** Excerpt follows **

Skip to content

This family has been scaring up donations for five years

The Toke Street Haunted House had over 1,500 visitors last year and collected more than 2,000 pounds of food
toke-street-haunted-house

The Toke Street Halloween Haunted House is back for its fifth year of serving up scares and collecting donations for the local food bank. 

“I love Halloween. It gives me time to spend time with my friends and with my family,” says Marc Lacroix, who runs the event with his wife Crystal and their three children, along with other extended family members and numerous volunteers.

They started running the haunted house as a way to continue celebrating the holiday with their kids, who were beginning to get a bit too old for trick-or-treating. 

“My oldest has gone to university this year, so she’s not part of this and I can see the difference, and I spend a little more time with my son and my youngest daughter. It brings family together, it brings people together, it brings community together. It’s for a good cause,” Lacroix says.

“The Porcupine food bank is who I’ve been doing it with since day one. I feel like they need the help and get the least exposure out of everybody, and it started with them. In my first meeting bringing stuff in I realized that I needed to keep doing it,” he says.

** End of Excerpt **
** Supplied information follows **

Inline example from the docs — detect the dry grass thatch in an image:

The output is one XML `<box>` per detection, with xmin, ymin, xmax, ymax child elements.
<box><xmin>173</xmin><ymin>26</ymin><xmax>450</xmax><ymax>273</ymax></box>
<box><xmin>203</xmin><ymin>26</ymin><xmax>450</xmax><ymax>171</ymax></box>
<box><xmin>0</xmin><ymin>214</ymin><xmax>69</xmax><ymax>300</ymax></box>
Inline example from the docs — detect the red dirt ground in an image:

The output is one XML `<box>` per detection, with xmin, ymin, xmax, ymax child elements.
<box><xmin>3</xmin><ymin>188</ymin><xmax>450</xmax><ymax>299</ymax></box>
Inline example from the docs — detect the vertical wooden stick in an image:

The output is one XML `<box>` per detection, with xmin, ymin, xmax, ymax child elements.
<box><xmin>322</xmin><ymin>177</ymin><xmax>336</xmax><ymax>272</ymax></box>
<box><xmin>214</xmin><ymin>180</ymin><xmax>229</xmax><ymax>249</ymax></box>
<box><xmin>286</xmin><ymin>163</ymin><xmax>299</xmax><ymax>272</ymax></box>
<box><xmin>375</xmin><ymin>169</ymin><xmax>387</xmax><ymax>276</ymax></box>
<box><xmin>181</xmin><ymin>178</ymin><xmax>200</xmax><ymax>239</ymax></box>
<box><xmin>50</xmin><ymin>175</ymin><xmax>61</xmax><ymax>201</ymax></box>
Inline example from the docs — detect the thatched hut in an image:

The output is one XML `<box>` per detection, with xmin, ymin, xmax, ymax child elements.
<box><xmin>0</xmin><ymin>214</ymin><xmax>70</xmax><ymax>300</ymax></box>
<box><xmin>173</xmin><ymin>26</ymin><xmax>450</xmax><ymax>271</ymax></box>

** End of Supplied information **

# Exercise requirements:
a – Set down the part of the Toke Street article that opens with the words containing "They started running" and closes with "old for trick-or-treating.".
b – Translate this sentence from the Toke Street article into Spanish: "They started running the haunted house as a way to continue celebrating the holiday with their kids, who were beginning to get a bit too old for trick-or-treating."
The records come from a separate source that has no connection to the Toke Street article.

# Answers for the tasks:
a –
They started running the haunted house as a way to continue celebrating the holiday with their kids, who were beginning to get a bit too old for trick-or-treating.

b – Empezaron a organizar la casa embrujada como una forma de seguir celebrando la festividad con sus hijos, que ya empezaban a ser un poco mayores para salir a pedir dulces.